**INFORMATION**

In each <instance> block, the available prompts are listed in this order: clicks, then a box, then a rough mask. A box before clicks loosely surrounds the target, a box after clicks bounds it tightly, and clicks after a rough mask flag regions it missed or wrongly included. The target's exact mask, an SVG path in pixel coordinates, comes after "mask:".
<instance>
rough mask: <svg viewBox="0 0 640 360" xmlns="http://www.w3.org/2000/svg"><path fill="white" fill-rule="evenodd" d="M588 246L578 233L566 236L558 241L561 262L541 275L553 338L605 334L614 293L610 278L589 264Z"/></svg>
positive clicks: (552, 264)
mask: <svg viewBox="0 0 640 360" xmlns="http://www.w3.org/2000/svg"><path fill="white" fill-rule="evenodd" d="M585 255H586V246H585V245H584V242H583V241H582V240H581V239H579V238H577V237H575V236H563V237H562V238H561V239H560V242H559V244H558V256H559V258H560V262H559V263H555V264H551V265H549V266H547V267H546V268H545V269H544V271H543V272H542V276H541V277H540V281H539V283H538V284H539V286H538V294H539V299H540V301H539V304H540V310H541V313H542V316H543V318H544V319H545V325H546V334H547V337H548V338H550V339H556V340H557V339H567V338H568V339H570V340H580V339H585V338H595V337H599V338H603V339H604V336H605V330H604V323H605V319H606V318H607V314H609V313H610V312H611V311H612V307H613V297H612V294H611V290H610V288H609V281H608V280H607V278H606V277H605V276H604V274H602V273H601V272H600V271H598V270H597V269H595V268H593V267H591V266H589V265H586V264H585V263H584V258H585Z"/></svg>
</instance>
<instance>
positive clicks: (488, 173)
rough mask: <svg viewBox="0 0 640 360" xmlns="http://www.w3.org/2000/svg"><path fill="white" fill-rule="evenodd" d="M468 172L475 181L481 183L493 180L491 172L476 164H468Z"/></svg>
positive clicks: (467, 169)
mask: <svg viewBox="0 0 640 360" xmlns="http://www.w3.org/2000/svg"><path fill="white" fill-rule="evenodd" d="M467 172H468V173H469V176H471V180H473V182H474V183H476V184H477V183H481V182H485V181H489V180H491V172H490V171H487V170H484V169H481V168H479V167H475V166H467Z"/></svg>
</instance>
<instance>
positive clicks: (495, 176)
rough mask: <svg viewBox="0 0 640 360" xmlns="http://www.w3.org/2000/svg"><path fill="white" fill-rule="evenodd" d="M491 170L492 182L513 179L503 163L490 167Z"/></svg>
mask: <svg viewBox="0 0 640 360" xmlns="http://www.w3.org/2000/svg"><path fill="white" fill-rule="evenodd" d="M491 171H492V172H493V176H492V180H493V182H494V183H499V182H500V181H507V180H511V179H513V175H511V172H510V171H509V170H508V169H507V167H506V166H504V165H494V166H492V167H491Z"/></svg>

**TASK BRIEF**
So that nothing is lost, please repeat all of the entries exactly.

**ANSWER**
In each <instance> block, the available prompts are listed in this order: clicks, then a box, then a rough mask. A box before clicks loosely surrounds the target, a box after clicks bounds it tightly, and clicks after a rough mask flag regions it missed or wrongly included. The target's exact mask, an SVG path in pixel coordinates, comes after "mask:".
<instance>
rough mask: <svg viewBox="0 0 640 360" xmlns="http://www.w3.org/2000/svg"><path fill="white" fill-rule="evenodd" d="M588 246L578 233L566 236L558 241L561 262L541 275L553 338L605 334L614 293L610 278L589 264Z"/></svg>
positive clicks: (552, 264)
mask: <svg viewBox="0 0 640 360" xmlns="http://www.w3.org/2000/svg"><path fill="white" fill-rule="evenodd" d="M585 255H586V246H585V245H584V242H583V241H582V240H581V239H579V238H577V237H575V236H563V237H562V238H561V239H560V242H559V244H558V256H559V258H560V262H559V263H555V264H551V265H549V266H547V267H546V268H545V269H544V271H543V272H542V276H541V277H540V281H539V283H538V284H539V286H538V294H539V299H540V301H539V304H540V310H541V313H542V316H543V318H544V319H545V325H546V334H547V337H548V338H550V339H556V340H557V339H567V338H568V339H570V340H580V339H585V338H595V337H599V338H603V339H604V336H605V330H604V323H605V319H606V318H607V314H609V313H610V312H611V311H612V307H613V297H612V294H611V290H610V288H609V281H608V280H607V278H606V277H605V276H604V274H602V273H601V272H600V271H598V270H597V269H595V268H593V267H591V266H589V265H586V264H585V263H584V258H585Z"/></svg>
</instance>
<instance>
positive clicks: (488, 173)
rough mask: <svg viewBox="0 0 640 360" xmlns="http://www.w3.org/2000/svg"><path fill="white" fill-rule="evenodd" d="M468 172L475 181L481 183L493 180L491 172L476 164H468Z"/></svg>
positive clicks: (467, 169)
mask: <svg viewBox="0 0 640 360" xmlns="http://www.w3.org/2000/svg"><path fill="white" fill-rule="evenodd" d="M467 172H468V173H469V176H471V180H473V182H474V183H476V184H477V183H481V182H485V181H489V180H491V172H490V171H487V170H484V169H481V168H479V167H475V166H467Z"/></svg>
</instance>
<instance>
positive clicks: (495, 176)
rough mask: <svg viewBox="0 0 640 360" xmlns="http://www.w3.org/2000/svg"><path fill="white" fill-rule="evenodd" d="M491 170L492 182L513 179L503 163L490 167Z"/></svg>
mask: <svg viewBox="0 0 640 360" xmlns="http://www.w3.org/2000/svg"><path fill="white" fill-rule="evenodd" d="M491 171H492V172H493V176H492V180H493V182H494V183H499V182H500V181H507V180H511V179H513V175H511V172H510V171H509V170H508V169H507V167H506V166H504V165H494V166H492V167H491Z"/></svg>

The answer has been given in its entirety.